§ **Exercise brief**: Reproduce every line of the data below without changing anything.

start Extracted data

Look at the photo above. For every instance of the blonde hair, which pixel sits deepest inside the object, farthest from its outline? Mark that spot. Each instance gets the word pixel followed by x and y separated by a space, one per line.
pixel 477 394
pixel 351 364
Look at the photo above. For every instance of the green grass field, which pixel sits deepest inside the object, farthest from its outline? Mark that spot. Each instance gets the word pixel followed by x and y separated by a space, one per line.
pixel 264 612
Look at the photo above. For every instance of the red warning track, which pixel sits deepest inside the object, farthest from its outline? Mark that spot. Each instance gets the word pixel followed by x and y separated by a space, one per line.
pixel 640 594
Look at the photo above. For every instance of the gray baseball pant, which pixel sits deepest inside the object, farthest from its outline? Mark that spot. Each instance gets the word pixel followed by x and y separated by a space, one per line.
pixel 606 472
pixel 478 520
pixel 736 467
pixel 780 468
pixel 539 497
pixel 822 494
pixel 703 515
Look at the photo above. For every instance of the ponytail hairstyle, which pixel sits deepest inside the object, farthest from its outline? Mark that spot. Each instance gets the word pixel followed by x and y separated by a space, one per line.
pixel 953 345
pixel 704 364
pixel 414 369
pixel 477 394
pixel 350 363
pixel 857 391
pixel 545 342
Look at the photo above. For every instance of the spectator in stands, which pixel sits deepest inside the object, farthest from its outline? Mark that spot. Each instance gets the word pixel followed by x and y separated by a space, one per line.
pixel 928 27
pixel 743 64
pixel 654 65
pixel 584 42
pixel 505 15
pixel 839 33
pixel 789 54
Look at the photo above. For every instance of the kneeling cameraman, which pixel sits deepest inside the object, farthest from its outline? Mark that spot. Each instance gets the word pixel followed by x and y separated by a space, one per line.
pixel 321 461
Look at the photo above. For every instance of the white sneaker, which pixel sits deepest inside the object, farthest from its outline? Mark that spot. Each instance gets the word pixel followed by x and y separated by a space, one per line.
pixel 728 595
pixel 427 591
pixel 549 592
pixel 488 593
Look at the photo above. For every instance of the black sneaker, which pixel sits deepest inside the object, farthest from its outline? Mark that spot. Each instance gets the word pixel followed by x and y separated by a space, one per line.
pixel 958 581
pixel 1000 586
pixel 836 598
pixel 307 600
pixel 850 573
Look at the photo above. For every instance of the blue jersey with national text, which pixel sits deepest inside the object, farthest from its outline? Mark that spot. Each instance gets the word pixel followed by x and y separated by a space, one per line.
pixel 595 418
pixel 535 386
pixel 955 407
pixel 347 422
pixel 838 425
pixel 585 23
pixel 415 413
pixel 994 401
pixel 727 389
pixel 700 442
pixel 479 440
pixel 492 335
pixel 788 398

end Extracted data

§ **Exercise answer**:
Look at the photo above. For every instance of the blonde hair, which pixel sits deepest inside the object, farthest from its outline? Mark that spot. Each instance gets the word pixel followed by x and y separated by a space, one per line.
pixel 477 394
pixel 351 364
Look at the photo above. For every instance of the green grass field, which pixel sits deepest inside the object, farthest from its outline? Mark that spot. Each instance gets the word pixel followed by x and y separated by a space, one per line.
pixel 264 612
Look at the photo above. For every instance of the red warning track, which pixel sits deepest inside the object, farthest from its outline? Mark that spot. Each instance gets the word pixel followed by x and y separated by a space, one per line.
pixel 640 594
Look at the photo above. For every instance of the gray baseball pant, which pixel sits deepest inside the object, farthest from its outline? Mark that spot. Each instance gets the word pixel followed by x and y separated by a space, one per line.
pixel 606 472
pixel 478 520
pixel 736 467
pixel 780 468
pixel 539 497
pixel 822 494
pixel 703 515
Look at the photo above. For every instance of the ponytail hairstyle, which pixel sits deepest inside the object, farthest from its outline? Mark that spot. Each instance gets the word pixel followed by x and y separated by a space, one per line.
pixel 953 345
pixel 704 364
pixel 414 369
pixel 477 394
pixel 350 363
pixel 857 391
pixel 545 342
Look at the photo above. For every instance of the spectator in stands, which pixel sits deepest inside the object, farthest from its outline? Mark that spot. Each instance gets the word pixel followed by x and y separated by a space, one per line.
pixel 928 27
pixel 743 64
pixel 654 65
pixel 584 42
pixel 505 15
pixel 839 33
pixel 789 54
Look at the photo above. For every instance of the kneeling cameraman, which pixel sits deepest inside the object, farthest from its outline? Mark that spot. Each instance gets the word pixel followed by x and y separated by a space, one per line.
pixel 321 461
Look at the photo above. For every instance of the white sneaker, which pixel sits deepest inside the object, farthest from its outline? Mark that spot. Each instance gets the word pixel followed by x and y separated by a space, one per line.
pixel 728 595
pixel 427 591
pixel 549 592
pixel 488 593
Look at the photo above. For every instance of the black sneaker, which pixel sits deepest inside the object, farthest from its outline? Mark that spot. Each instance gets the word pixel followed by x and y separated by a space, one per line.
pixel 958 581
pixel 1000 586
pixel 836 598
pixel 307 600
pixel 850 573
Look at the photo above. For every instance of the blue jersey with national text, which pixel sits deepest inside the object, farthest from its outline? Mark that spot. Each instance gets the word pixel followed by x and y separated by a space, one per line.
pixel 595 418
pixel 535 386
pixel 955 407
pixel 347 422
pixel 838 425
pixel 585 23
pixel 415 413
pixel 994 401
pixel 727 389
pixel 700 442
pixel 479 440
pixel 492 335
pixel 788 398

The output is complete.